# Task brief
Transcribe, without any change, the line that includes "of the golden" and all the lines that come after it in the material below.

......

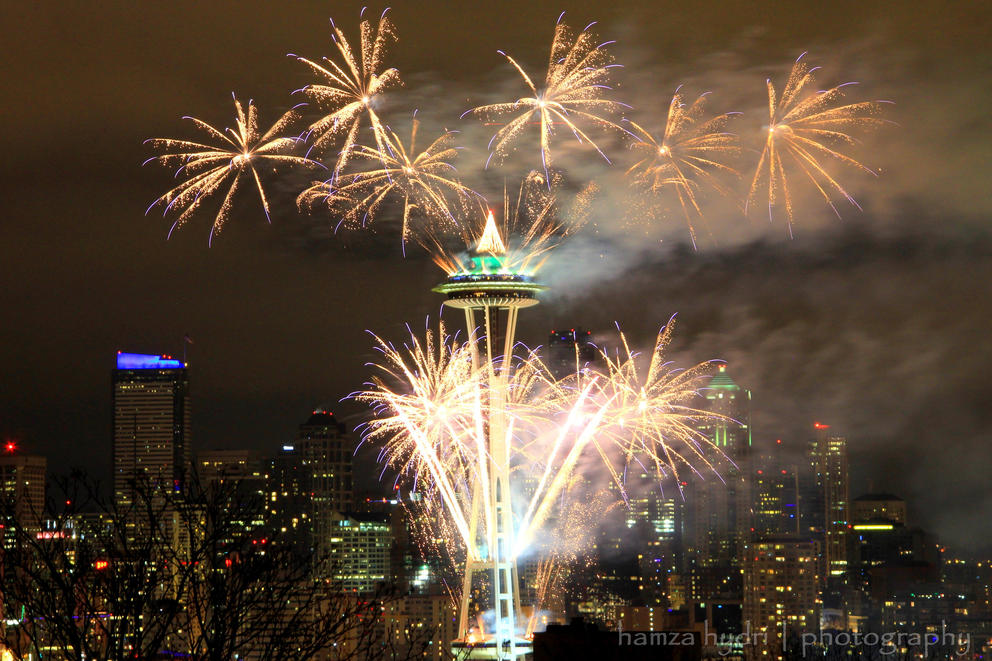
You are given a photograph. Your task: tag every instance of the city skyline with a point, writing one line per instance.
(879, 310)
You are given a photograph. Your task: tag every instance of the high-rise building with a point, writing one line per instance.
(774, 486)
(781, 590)
(151, 423)
(359, 545)
(732, 431)
(22, 486)
(716, 521)
(878, 507)
(325, 450)
(288, 502)
(829, 510)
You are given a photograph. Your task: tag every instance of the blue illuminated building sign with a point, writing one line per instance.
(145, 361)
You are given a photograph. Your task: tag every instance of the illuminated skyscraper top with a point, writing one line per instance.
(151, 422)
(728, 399)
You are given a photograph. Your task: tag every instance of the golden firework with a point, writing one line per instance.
(351, 85)
(423, 181)
(574, 92)
(691, 152)
(805, 127)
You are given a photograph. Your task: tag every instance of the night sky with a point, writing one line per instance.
(876, 324)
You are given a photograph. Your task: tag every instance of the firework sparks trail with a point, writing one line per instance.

......

# Output for this exercise
You are given a photograph. Your task: tag every instance of the golden firework with a point, writing one line per instance.
(351, 85)
(423, 181)
(574, 92)
(691, 152)
(805, 127)
You are given a photograph. Your task: tag every instance of the night sky with a point, writing one line per instance.
(876, 324)
You are given a photograph. Your task: tag every instance of the firework sparks trail with a point, writing one line per instance.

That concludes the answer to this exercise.